Starting at the line with "outline stone column, every instance" and continuing through the end of the listing below, reproduce every line, including the instructions. Scale each polygon coordinate in the answer outlines by 1.4, rounding to whole numbers with halves rounded up, and leave the sample coordinates unchanged.
--- BEGIN ---
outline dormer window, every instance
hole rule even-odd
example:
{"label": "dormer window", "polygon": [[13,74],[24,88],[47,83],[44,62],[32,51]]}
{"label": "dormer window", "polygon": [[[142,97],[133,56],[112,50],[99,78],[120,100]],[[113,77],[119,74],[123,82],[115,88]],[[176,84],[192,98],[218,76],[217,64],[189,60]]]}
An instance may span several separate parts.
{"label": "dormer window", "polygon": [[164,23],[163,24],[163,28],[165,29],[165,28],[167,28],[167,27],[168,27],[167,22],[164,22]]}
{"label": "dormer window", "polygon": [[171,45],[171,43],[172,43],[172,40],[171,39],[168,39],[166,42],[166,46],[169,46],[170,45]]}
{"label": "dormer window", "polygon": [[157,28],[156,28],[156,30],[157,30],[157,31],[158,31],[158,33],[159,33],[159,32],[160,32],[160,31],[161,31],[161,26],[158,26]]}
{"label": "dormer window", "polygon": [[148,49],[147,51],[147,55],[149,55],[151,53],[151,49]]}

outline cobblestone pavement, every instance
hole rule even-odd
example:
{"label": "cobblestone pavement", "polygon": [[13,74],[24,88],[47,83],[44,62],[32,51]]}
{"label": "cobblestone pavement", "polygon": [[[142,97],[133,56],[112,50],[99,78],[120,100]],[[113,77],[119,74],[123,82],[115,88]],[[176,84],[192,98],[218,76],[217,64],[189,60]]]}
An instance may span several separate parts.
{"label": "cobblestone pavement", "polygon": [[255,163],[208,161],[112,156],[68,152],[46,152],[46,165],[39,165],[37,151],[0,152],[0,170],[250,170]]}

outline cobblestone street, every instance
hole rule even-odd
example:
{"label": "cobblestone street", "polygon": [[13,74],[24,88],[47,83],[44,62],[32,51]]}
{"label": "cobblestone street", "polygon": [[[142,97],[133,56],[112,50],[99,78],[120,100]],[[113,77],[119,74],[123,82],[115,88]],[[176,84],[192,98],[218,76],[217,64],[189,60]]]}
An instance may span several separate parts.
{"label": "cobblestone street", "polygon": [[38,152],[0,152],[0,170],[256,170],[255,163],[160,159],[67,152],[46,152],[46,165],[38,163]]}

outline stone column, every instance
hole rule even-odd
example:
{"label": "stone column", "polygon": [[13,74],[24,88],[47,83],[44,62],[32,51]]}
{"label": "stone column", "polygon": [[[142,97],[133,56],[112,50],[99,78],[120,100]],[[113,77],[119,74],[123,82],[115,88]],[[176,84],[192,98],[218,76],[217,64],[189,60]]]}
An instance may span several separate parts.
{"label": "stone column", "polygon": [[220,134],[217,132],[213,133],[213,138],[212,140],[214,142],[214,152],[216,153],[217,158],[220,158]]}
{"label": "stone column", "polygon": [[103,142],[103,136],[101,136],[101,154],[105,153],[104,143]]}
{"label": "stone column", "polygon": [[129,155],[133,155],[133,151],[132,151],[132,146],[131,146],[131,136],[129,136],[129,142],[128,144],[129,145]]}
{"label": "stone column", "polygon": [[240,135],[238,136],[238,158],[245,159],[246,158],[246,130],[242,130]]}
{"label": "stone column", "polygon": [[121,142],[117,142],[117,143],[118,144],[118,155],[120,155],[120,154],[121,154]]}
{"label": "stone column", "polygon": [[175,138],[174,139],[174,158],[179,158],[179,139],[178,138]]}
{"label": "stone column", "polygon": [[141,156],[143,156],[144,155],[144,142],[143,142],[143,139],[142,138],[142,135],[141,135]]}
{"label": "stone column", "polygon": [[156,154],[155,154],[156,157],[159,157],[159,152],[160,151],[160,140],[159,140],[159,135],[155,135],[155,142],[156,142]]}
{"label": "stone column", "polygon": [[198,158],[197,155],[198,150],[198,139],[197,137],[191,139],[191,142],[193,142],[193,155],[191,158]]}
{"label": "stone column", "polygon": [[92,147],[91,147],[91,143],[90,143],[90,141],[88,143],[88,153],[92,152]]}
--- END ---
# The output:
outline stone column, every instance
hole rule even-odd
example:
{"label": "stone column", "polygon": [[13,74],[24,88],[47,83],[44,62],[32,51]]}
{"label": "stone column", "polygon": [[[142,97],[133,56],[112,50],[99,78],[120,100]],[[113,77],[119,74],[123,82],[115,88]],[[176,84],[192,98],[218,76],[217,64],[189,60]]]}
An instance may span several separate parts.
{"label": "stone column", "polygon": [[308,188],[304,185],[298,186],[298,193],[297,196],[300,199],[300,213],[302,214],[304,221],[308,221]]}
{"label": "stone column", "polygon": [[144,199],[144,190],[141,190],[141,216],[147,214],[146,200]]}
{"label": "stone column", "polygon": [[181,217],[186,217],[186,211],[185,211],[185,204],[183,204],[183,190],[181,190],[181,199],[179,202],[181,203]]}
{"label": "stone column", "polygon": [[336,189],[333,190],[333,221],[343,223],[344,221],[344,182],[339,182]]}
{"label": "stone column", "polygon": [[169,199],[164,199],[164,200],[165,202],[165,217],[168,217],[168,216],[169,216]]}
{"label": "stone column", "polygon": [[245,193],[244,195],[244,221],[251,221],[251,195],[249,193]]}
{"label": "stone column", "polygon": [[197,218],[200,218],[202,217],[202,199],[200,199],[200,195],[199,193],[199,189],[197,189]]}
{"label": "stone column", "polygon": [[218,216],[217,216],[218,220],[223,220],[223,213],[224,211],[224,196],[223,196],[223,189],[217,189],[217,199],[218,199]]}
{"label": "stone column", "polygon": [[277,221],[276,217],[277,210],[277,195],[276,192],[267,195],[267,199],[270,199],[270,217],[267,221]]}
{"label": "stone column", "polygon": [[129,206],[127,206],[127,200],[126,200],[126,197],[123,200],[123,214],[129,213]]}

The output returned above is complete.